• _What the exercise asks_
Count the lines in the items below that contain the string "black", with case counting, and reply with the number alone.
--- start of Data for this task ---
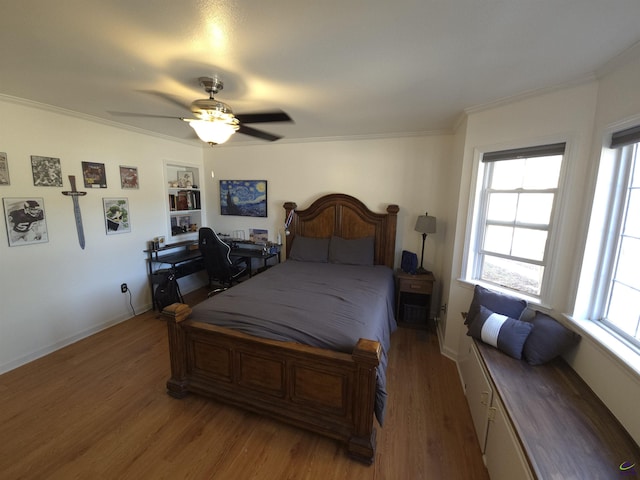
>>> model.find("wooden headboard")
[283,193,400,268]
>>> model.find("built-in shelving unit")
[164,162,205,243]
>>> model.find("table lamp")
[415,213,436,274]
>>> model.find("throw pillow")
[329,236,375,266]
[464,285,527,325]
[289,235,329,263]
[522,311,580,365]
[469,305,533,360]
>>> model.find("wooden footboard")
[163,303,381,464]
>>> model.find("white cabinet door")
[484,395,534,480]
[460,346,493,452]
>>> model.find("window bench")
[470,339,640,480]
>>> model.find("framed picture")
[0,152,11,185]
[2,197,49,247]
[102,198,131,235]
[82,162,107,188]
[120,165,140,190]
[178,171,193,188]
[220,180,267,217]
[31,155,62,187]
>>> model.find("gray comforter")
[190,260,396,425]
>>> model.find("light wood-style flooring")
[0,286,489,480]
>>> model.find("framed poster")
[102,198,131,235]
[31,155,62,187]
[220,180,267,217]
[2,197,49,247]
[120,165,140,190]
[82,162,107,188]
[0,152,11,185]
--- end of Data for this task ---
--- start of Data for this task ---
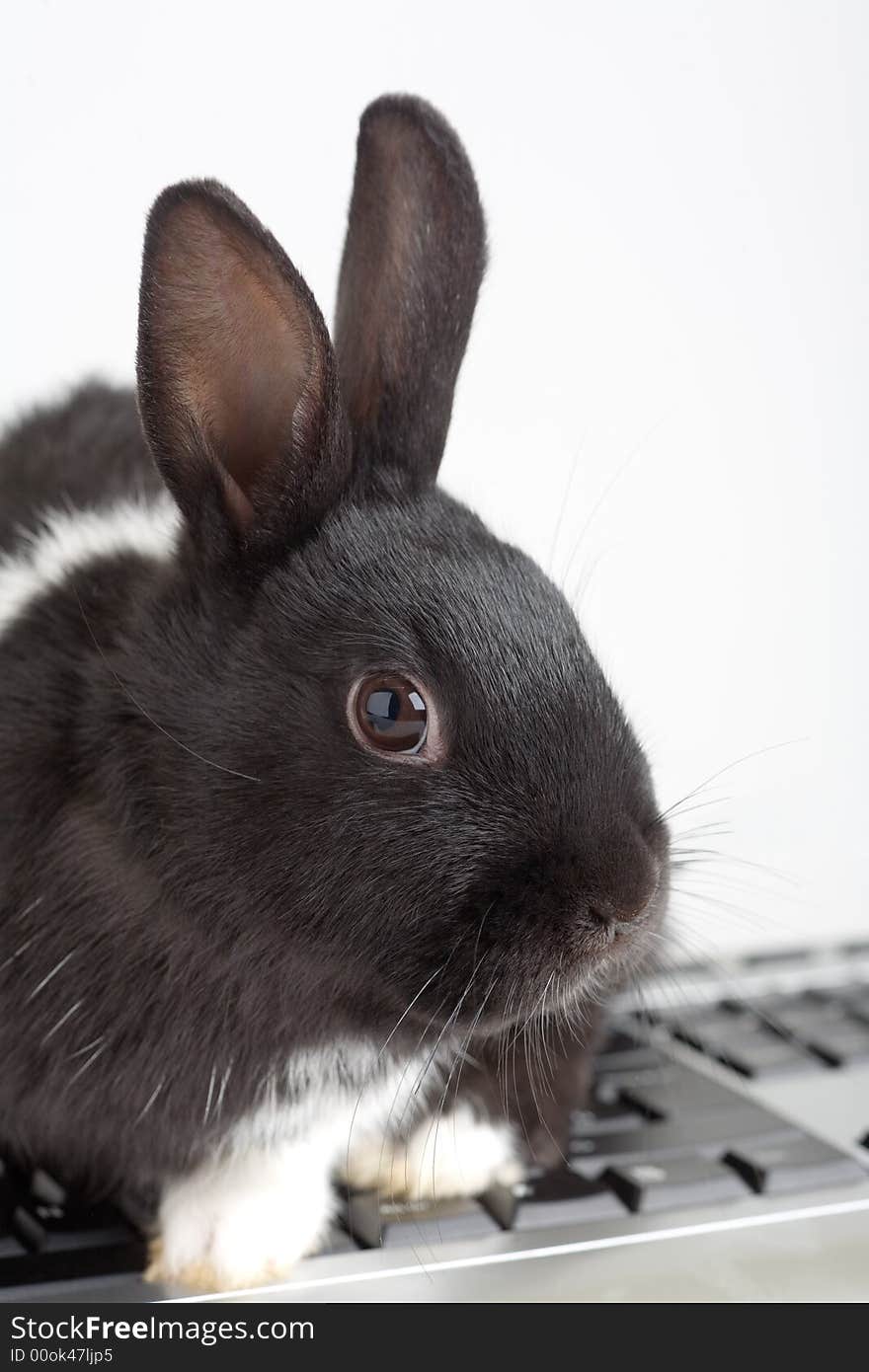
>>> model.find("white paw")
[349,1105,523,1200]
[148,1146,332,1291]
--- end of Data for this task ---
--- start of Data for this task ---
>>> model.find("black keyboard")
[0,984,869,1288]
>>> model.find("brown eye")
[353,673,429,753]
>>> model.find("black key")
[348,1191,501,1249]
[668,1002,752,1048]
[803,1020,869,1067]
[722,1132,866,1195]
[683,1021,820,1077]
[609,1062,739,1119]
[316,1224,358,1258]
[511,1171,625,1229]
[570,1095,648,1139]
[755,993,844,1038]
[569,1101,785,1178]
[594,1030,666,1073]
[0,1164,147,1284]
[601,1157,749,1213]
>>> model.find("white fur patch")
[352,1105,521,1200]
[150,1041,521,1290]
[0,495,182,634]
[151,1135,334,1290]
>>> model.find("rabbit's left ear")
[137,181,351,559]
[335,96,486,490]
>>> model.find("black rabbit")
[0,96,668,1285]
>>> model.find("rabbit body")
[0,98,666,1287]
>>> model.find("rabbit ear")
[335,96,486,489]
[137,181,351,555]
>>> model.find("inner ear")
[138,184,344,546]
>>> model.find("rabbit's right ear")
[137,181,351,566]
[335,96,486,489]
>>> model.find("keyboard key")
--- end of Data for this task ---
• _Completed exercise_
3